(Region labeling records)
|---|

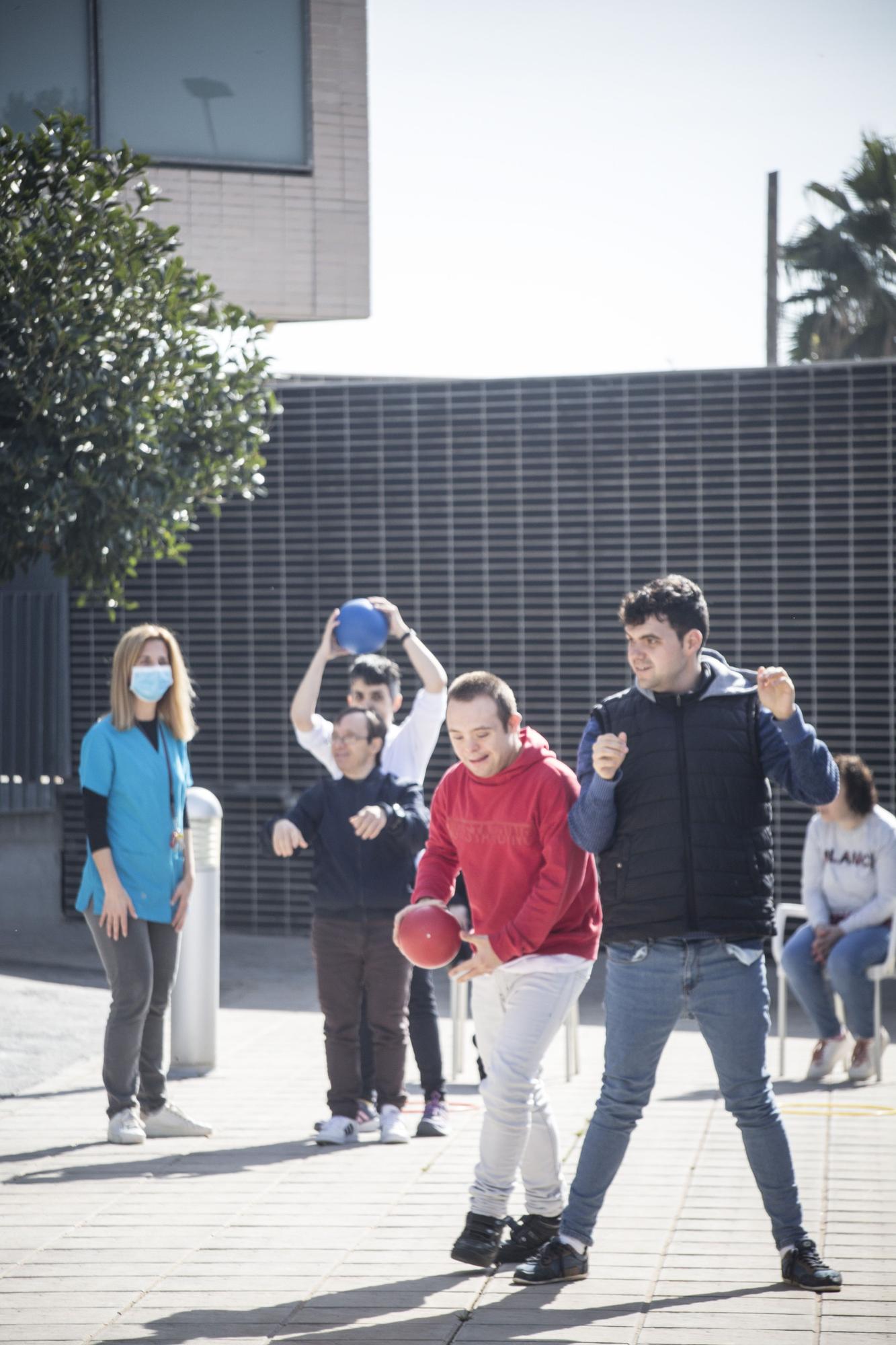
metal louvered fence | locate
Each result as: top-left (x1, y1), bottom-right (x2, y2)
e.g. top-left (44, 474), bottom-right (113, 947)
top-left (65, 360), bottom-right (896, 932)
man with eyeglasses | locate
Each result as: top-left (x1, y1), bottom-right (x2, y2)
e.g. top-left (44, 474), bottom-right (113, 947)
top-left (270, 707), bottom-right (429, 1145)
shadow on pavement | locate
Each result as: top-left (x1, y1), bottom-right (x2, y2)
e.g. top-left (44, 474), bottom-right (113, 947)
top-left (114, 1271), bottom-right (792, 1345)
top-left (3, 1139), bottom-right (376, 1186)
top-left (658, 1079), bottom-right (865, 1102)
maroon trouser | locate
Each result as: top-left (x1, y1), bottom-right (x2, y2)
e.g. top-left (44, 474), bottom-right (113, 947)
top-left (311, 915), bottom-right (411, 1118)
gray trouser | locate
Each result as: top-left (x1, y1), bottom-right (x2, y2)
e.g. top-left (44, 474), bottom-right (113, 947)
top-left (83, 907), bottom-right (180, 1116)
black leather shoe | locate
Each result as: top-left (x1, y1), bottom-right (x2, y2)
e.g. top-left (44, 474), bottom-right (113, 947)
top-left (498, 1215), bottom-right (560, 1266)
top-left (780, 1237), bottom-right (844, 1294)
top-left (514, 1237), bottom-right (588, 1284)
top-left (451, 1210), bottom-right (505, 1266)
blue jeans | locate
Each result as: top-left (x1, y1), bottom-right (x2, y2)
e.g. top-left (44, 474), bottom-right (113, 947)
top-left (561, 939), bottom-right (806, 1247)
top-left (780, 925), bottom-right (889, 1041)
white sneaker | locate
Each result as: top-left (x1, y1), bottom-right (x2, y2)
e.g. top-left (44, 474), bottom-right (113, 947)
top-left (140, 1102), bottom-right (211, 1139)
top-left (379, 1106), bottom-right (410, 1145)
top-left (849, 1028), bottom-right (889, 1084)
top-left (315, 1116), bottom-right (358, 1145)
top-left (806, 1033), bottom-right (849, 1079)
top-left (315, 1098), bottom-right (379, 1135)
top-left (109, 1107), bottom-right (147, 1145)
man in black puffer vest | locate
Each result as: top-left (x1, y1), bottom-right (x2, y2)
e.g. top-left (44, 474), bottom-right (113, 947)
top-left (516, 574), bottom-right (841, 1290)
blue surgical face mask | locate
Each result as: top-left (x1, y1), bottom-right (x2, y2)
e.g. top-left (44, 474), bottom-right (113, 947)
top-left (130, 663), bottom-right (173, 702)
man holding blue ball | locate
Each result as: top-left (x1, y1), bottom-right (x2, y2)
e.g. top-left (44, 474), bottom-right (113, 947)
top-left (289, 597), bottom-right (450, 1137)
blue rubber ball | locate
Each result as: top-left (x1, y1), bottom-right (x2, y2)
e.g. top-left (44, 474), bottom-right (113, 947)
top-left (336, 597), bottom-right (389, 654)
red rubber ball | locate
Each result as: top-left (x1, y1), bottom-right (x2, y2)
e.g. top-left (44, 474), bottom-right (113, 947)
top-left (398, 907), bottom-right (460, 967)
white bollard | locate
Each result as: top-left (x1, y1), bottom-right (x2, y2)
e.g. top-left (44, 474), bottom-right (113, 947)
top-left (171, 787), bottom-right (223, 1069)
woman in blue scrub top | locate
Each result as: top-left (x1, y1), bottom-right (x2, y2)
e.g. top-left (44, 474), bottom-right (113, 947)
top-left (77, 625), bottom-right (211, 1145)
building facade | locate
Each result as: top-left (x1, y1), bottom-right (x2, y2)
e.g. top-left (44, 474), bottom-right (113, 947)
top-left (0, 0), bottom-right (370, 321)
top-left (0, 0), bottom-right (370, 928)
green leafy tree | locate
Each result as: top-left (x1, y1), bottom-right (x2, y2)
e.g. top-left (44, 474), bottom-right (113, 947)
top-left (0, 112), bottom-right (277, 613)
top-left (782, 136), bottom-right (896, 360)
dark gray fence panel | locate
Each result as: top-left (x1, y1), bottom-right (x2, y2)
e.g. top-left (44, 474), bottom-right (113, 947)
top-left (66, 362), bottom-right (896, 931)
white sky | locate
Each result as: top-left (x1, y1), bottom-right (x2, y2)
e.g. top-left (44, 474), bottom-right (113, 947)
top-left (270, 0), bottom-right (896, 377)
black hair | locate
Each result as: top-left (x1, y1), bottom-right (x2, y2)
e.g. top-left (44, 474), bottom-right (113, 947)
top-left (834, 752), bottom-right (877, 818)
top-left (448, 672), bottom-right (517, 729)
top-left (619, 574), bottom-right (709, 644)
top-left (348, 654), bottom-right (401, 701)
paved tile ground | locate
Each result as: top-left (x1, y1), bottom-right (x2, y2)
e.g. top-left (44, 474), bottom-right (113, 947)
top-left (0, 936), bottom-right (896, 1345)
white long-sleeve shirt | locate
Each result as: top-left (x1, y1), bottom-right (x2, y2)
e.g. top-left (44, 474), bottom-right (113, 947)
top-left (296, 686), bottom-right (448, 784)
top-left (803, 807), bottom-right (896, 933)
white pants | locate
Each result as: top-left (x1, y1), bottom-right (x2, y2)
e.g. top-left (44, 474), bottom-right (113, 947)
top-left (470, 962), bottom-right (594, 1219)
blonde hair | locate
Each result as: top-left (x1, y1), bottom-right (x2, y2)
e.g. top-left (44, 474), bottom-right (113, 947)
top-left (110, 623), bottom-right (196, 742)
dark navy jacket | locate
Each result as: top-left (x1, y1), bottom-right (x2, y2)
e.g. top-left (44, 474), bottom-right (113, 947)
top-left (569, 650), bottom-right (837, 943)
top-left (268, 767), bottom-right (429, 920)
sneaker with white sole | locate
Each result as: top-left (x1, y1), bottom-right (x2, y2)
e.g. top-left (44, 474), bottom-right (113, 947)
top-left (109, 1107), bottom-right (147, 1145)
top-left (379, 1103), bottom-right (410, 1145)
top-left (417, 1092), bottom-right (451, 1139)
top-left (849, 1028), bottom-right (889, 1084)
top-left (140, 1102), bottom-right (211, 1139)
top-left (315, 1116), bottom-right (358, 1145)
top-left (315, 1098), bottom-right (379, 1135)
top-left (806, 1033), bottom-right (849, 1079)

|---|

# Job
Express the records above as a two-column CSV with the headers request and answer, one row per request. Put each request's text and its answer in one quoted field apiece, replace line breaks with spaces, and leave out the pictures.

# Answer to the task
request,answer
"metal louvered fence | locate Each result as: top-left (x1, y1), bottom-right (x2, y2) e.g. top-left (44, 474), bottom-right (113, 947)","top-left (65, 360), bottom-right (896, 932)"
"man with eyeglasses | locate Each result as: top-left (x1, y1), bottom-right (x2, y2) e.g. top-left (44, 474), bottom-right (113, 947)","top-left (270, 707), bottom-right (429, 1145)"
"shadow on pavement | locate Each result as: top-left (x1, y1), bottom-right (x2, y2) e.g. top-left (44, 474), bottom-right (113, 947)","top-left (114, 1271), bottom-right (792, 1345) top-left (3, 1139), bottom-right (376, 1186) top-left (658, 1079), bottom-right (865, 1102)"
"maroon trouser | locate Each result as: top-left (x1, y1), bottom-right (x2, y2) e.g. top-left (44, 474), bottom-right (113, 947)","top-left (311, 915), bottom-right (411, 1118)"
"gray trouser | locate Each result as: top-left (x1, y1), bottom-right (x2, y2) e.g. top-left (44, 474), bottom-right (113, 947)","top-left (83, 907), bottom-right (180, 1116)"
"black leather shoe | locate Each result as: top-left (x1, y1), bottom-right (x2, y2) e.g. top-left (44, 474), bottom-right (113, 947)","top-left (498, 1215), bottom-right (560, 1266) top-left (780, 1237), bottom-right (844, 1294) top-left (514, 1237), bottom-right (588, 1284) top-left (451, 1210), bottom-right (505, 1266)"
"blue jeans | locate Each result as: top-left (x1, y1), bottom-right (x2, y2) e.g. top-left (44, 474), bottom-right (113, 947)","top-left (561, 939), bottom-right (806, 1247) top-left (780, 925), bottom-right (889, 1041)"
"white sneaker | locate Each result as: top-left (x1, y1), bottom-right (x2, y2) e.g. top-left (44, 474), bottom-right (113, 947)","top-left (140, 1102), bottom-right (211, 1139) top-left (379, 1106), bottom-right (410, 1145) top-left (849, 1028), bottom-right (889, 1084) top-left (315, 1116), bottom-right (358, 1145) top-left (806, 1033), bottom-right (849, 1079) top-left (315, 1098), bottom-right (379, 1135) top-left (109, 1107), bottom-right (147, 1145)"
"man in black puffer vest | locate Each result as: top-left (x1, y1), bottom-right (x2, y2) e.g. top-left (44, 474), bottom-right (113, 947)","top-left (516, 574), bottom-right (841, 1290)"
"blue surgical face mask | locate Each result as: top-left (x1, y1), bottom-right (x2, y2) e.g. top-left (44, 474), bottom-right (113, 947)","top-left (130, 663), bottom-right (173, 702)"
"man holding blue ball | locate Each result as: top-left (x1, y1), bottom-right (x2, y2) e.g. top-left (44, 474), bottom-right (113, 947)","top-left (289, 597), bottom-right (450, 1137)"
"blue rubber ball | locate Each result as: top-left (x1, y1), bottom-right (x2, y2) e.g. top-left (44, 474), bottom-right (113, 947)","top-left (336, 597), bottom-right (389, 654)"
"red rubber ball | locate Each result as: top-left (x1, y1), bottom-right (x2, y2) e.g. top-left (44, 474), bottom-right (113, 947)","top-left (398, 907), bottom-right (460, 967)"
"white bollard | locate Each result as: top-left (x1, y1), bottom-right (x2, y2) e.g. top-left (44, 474), bottom-right (113, 947)","top-left (171, 787), bottom-right (223, 1069)"
"woman in blue scrub top | locate Each result as: top-left (x1, y1), bottom-right (x2, y2) e.g. top-left (44, 474), bottom-right (113, 947)","top-left (77, 625), bottom-right (211, 1145)"
"building facade | locate Each result as: top-left (x1, y1), bottom-right (x2, y2) e.g. top-left (44, 474), bottom-right (113, 947)","top-left (0, 0), bottom-right (370, 321) top-left (0, 0), bottom-right (370, 928)"
"green leafy tree | locate Each result as: top-left (x1, y1), bottom-right (x2, y2) e.g. top-left (44, 474), bottom-right (113, 947)","top-left (0, 112), bottom-right (277, 613) top-left (782, 136), bottom-right (896, 360)"
"dark gray fence panel | locate Each result as: top-left (x1, y1), bottom-right (x2, y2) e.g. top-left (44, 474), bottom-right (113, 947)","top-left (66, 362), bottom-right (896, 931)"
"white sky | locate Each result as: top-left (x1, y1), bottom-right (x2, y2) e.g. top-left (44, 474), bottom-right (113, 947)","top-left (270, 0), bottom-right (896, 377)"
"black hair | locate Each result as: top-left (x1, y1), bottom-right (x2, y2) e.g. top-left (44, 474), bottom-right (113, 947)","top-left (834, 752), bottom-right (877, 818) top-left (448, 672), bottom-right (517, 729) top-left (619, 574), bottom-right (709, 644) top-left (348, 654), bottom-right (401, 701)"
"paved tile ground | locate Each result as: top-left (x1, y1), bottom-right (x2, y2) e.g. top-left (44, 474), bottom-right (113, 947)","top-left (0, 936), bottom-right (896, 1345)"
"white long-sleeve shirt | locate Each result as: top-left (x1, y1), bottom-right (x2, y2) e.g. top-left (44, 474), bottom-right (113, 947)","top-left (296, 686), bottom-right (448, 784) top-left (803, 807), bottom-right (896, 933)"
"white pants | locate Each result as: top-left (x1, y1), bottom-right (x2, y2) e.g. top-left (44, 474), bottom-right (113, 947)","top-left (470, 962), bottom-right (594, 1219)"
"blonde hair | locate Each result as: top-left (x1, y1), bottom-right (x2, y2) e.g. top-left (44, 474), bottom-right (113, 947)","top-left (110, 623), bottom-right (196, 742)"
"dark navy jacket | locate Each result as: top-left (x1, y1), bottom-right (x2, y2) e.g. top-left (44, 474), bottom-right (113, 947)","top-left (569, 650), bottom-right (837, 943) top-left (268, 767), bottom-right (429, 920)"
"sneaker with white sole | locate Each result as: top-left (x1, y1), bottom-right (x2, y2) e.g. top-left (44, 474), bottom-right (113, 947)","top-left (109, 1107), bottom-right (147, 1145) top-left (379, 1103), bottom-right (410, 1145) top-left (417, 1092), bottom-right (451, 1139) top-left (849, 1028), bottom-right (889, 1084) top-left (140, 1102), bottom-right (211, 1139) top-left (315, 1116), bottom-right (358, 1145) top-left (315, 1098), bottom-right (379, 1135) top-left (806, 1033), bottom-right (849, 1079)"